→ **PROMPT**
Reproduce every entry exactly.

Natural-language object grounding data:
------------------------------------
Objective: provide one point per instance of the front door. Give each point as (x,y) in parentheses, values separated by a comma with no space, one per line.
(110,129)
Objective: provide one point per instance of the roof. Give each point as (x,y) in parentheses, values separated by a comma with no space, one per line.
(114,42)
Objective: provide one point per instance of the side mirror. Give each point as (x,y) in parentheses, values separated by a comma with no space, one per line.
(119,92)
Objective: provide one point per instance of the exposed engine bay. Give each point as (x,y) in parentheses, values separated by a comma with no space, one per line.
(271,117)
------------------------------------
→ **TASK RESULT**
Objective: provide one point per instance of the front door. Give each point as (x,y) in parentheses, values separated by a comma with no space, one per line.
(110,129)
Objective: provide one point per instance of the roof. Give each point as (x,y) in parentheses, values separated by a comma with no space, one per line.
(114,42)
Objective: provide one point per instance of the side mirror. Give each point as (x,y) in parentheses, values separated by a comma with no space, one per line.
(119,92)
Objective: provide one point per instance of the exposed engine bay. Give each point as (x,y) in parentheses, values separated by a comma with no space, one per line.
(271,117)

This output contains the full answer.